Please rewrite the entries as a Markdown table with the columns "Row" and "Entry line," one numbered row per line, starting at the line containing "Would you be able to point at the clear" and ending at the last line of the entries. Leave out any blank lines.
──────── Stored data
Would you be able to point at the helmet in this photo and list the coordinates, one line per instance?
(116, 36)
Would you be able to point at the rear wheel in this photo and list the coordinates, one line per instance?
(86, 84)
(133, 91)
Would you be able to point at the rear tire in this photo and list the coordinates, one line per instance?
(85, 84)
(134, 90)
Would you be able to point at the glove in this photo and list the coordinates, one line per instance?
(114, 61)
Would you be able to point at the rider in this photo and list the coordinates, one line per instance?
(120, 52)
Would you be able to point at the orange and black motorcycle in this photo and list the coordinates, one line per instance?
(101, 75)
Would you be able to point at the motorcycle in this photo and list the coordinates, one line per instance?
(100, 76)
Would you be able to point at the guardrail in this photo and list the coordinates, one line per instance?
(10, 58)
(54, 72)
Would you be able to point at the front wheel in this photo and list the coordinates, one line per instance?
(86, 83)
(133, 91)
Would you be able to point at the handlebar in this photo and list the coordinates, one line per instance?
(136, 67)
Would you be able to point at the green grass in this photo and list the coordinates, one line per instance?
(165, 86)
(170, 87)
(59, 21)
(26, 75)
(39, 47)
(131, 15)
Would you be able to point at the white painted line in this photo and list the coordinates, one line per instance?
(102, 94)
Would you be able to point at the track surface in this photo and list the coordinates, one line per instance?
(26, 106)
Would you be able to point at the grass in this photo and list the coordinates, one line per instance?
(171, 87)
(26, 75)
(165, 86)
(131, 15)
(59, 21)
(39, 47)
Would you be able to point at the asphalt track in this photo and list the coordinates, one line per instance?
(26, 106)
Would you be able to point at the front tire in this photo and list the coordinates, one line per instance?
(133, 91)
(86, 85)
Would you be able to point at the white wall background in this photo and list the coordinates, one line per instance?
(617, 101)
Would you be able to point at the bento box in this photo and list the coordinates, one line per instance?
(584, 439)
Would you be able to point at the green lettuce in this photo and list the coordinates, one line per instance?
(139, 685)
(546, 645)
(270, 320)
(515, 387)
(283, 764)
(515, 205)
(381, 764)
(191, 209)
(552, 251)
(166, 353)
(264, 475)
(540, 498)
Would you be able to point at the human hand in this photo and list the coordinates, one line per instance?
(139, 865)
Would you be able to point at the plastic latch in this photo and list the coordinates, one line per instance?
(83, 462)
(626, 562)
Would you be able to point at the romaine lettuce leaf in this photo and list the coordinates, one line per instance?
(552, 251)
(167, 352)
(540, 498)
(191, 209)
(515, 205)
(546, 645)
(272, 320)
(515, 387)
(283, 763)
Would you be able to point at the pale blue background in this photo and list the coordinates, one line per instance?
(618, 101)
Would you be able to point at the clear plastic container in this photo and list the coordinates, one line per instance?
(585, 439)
────────────────
*Answer in full:*
| Row | Entry line |
|---|---|
| 1 | Would you be able to point at the clear plastic container in this photo and list the coordinates, one line per instance? |
| 2 | (585, 439) |